§ **Data supplied**:
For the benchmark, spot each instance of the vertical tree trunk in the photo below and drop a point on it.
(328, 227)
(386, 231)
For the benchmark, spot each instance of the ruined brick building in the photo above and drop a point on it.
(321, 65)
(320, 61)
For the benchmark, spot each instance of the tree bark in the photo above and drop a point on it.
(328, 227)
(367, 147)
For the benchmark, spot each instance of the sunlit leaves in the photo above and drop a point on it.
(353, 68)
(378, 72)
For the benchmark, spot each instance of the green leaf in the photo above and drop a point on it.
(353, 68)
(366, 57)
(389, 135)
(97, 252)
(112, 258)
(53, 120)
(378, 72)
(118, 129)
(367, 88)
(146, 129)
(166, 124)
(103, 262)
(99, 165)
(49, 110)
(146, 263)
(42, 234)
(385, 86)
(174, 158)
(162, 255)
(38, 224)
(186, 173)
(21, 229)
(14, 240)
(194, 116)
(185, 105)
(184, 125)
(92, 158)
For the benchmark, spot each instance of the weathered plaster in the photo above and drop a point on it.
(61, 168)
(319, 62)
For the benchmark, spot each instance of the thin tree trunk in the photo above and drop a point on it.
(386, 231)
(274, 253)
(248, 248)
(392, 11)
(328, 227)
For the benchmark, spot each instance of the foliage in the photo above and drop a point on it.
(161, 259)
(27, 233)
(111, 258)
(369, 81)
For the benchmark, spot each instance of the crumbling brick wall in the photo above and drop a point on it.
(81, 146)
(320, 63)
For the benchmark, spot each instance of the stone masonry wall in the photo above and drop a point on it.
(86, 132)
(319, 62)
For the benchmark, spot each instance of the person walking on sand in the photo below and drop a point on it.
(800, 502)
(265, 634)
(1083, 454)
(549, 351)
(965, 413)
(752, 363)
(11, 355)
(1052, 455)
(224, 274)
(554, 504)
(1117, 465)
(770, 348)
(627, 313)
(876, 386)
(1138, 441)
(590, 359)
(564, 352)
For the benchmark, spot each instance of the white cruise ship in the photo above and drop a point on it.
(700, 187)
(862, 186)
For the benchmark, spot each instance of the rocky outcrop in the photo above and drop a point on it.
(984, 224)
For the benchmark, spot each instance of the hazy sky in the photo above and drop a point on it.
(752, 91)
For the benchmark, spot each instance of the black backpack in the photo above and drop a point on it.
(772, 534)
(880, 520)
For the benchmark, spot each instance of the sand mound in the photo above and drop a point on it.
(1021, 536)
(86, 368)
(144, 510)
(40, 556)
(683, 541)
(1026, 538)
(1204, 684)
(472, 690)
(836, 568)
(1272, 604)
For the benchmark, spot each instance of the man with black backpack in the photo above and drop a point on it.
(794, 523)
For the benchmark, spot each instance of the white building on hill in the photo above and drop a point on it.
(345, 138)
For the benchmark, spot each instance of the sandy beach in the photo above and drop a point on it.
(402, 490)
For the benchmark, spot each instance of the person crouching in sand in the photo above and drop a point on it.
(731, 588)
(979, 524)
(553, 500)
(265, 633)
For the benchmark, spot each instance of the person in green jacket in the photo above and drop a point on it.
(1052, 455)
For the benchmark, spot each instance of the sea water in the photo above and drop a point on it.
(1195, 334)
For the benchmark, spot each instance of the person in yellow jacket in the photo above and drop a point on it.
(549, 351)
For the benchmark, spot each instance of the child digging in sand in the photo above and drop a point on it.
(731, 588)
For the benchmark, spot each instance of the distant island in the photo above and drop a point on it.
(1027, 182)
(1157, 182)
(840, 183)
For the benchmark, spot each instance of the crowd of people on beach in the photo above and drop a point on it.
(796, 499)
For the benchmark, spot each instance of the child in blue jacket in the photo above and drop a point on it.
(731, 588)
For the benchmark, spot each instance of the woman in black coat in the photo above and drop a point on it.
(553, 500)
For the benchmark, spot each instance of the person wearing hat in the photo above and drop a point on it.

§ **What is needed**: Copy out every entry above word for word, with no changes.

§ **Expected answer**:
For the benchmark, spot each instance of the vertical tree trunk in the photo below and drop a point on it.
(328, 227)
(386, 231)
For the benchmark, spot each instance of the ruined brick building in the photo above and drop a point on it.
(321, 65)
(320, 61)
For the benchmark, spot each instance of the tree bark in the photo above and drop a point on it.
(328, 227)
(367, 147)
For the benchmark, spot each instance of the sunlit leaves in the photo above and drop a point on it.
(353, 68)
(378, 72)
For the benchmark, spot each instance of the green leaf in the photo above and drop a point on it.
(353, 68)
(366, 57)
(389, 135)
(97, 252)
(112, 258)
(53, 120)
(378, 72)
(118, 129)
(367, 88)
(146, 129)
(166, 124)
(103, 262)
(99, 165)
(49, 110)
(146, 263)
(42, 234)
(385, 86)
(174, 158)
(162, 255)
(38, 224)
(186, 173)
(21, 229)
(14, 240)
(194, 116)
(185, 105)
(184, 125)
(92, 158)
For the benchmark, spot each instance of the weathered plaster in the photo above and drop a point on it.
(61, 168)
(319, 62)
For the benchmark, spot each instance of the thin tree trunk in the photo above and drop a point on it.
(386, 231)
(274, 253)
(248, 248)
(392, 11)
(328, 227)
For the benchmark, spot each instance of the foliage in the photo above and drop a point on it.
(161, 259)
(27, 233)
(111, 258)
(369, 81)
For the benchmark, spot each instance of the crumbling brick wall in the photo above and drop a point on it.
(81, 146)
(320, 63)
For the benchmark, spot each instance of the stone masonry wall in the photo above and drop a point on it.
(86, 132)
(319, 62)
For the benchmark, spot each instance of the person walking on sand in the photo below and drop a point on it.
(800, 502)
(265, 634)
(1083, 454)
(549, 351)
(965, 413)
(752, 363)
(11, 355)
(1052, 455)
(224, 274)
(554, 504)
(1117, 465)
(770, 348)
(627, 313)
(876, 386)
(1138, 441)
(590, 359)
(564, 352)
For the benchmark, spot each instance of the white cruise ship in the photo above and drop a point on it.
(700, 187)
(862, 186)
For the benchmark, spot each instance of the rocky outcrop in the photo above and drop a point on it.
(984, 224)
For the benchmark, spot each instance of the hazy sky in the photo above and drop a point on it.
(752, 91)
For the benchmark, spot each instance of the black backpack in the photo above and drop a point on it.
(772, 534)
(880, 520)
For the benchmark, spot each instance of the sand mound in the photo above and drop a point on it.
(1021, 536)
(86, 368)
(144, 510)
(40, 556)
(683, 541)
(1026, 538)
(1204, 684)
(472, 690)
(836, 568)
(1272, 604)
For the benchmark, spot each instance of the man with black backpack in the photo above and drop a point on it.
(794, 523)
For the benchmark, spot each instance of the white building on hill in the photo above and drop a point on it.
(345, 138)
For the benchmark, spot each instance of the sandy beach in the photo above and drop a point on it.
(402, 490)
For the benchmark, spot each instance of the person crouching in sand in the photo above and drop a point on it.
(731, 588)
(979, 524)
(553, 500)
(265, 633)
For the benchmark, spot each instance of the person in green jacket in the photo above and drop a point on it.
(1052, 455)
For the benchmark, spot each instance of the sea water in the photo above and drop a point on it.
(1195, 334)
For the benchmark, spot each instance of the person in yellow jacket in the photo above and drop a point on it.
(549, 351)
For the benchmark, spot each instance of the child digging in sand in the photo above and drop a point on it.
(731, 588)
For the benchmark, spot each instance of the distant island in the photo above and drop a point on it.
(1027, 182)
(1157, 182)
(840, 183)
For the benchmark, spot each instance of the crowd of people on beach in the photo above and drop a point on it.
(796, 499)
For the benchmark, spot each instance of the child in blue jacket in the photo above and drop a point on it.
(731, 588)
For the benchmark, spot each instance of the woman in black coat in the photo above and drop a point on it.
(553, 500)
For the benchmark, spot each instance of the person wearing hat in the photo above and drop a point on it.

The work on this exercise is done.